In the records below, substitute "pile of newspapers" for every "stack of newspaper", keep everything else the same, and write the lines out again without the pictures.

:: DATASET EXTRACT ::
..........
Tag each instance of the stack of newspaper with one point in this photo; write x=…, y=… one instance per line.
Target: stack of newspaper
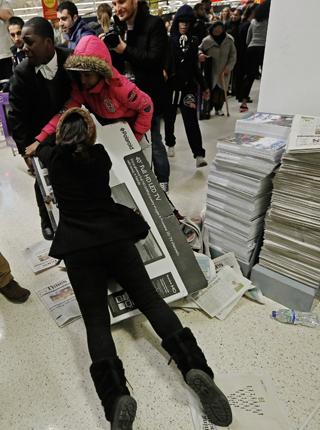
x=268, y=124
x=239, y=191
x=292, y=235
..........
:: RESULT OF THIS EXERCISE ::
Tag each instance of the pile of newspapers with one point in this photo; write x=…, y=… one instance per line.
Target: pile of newspapers
x=268, y=124
x=239, y=191
x=292, y=235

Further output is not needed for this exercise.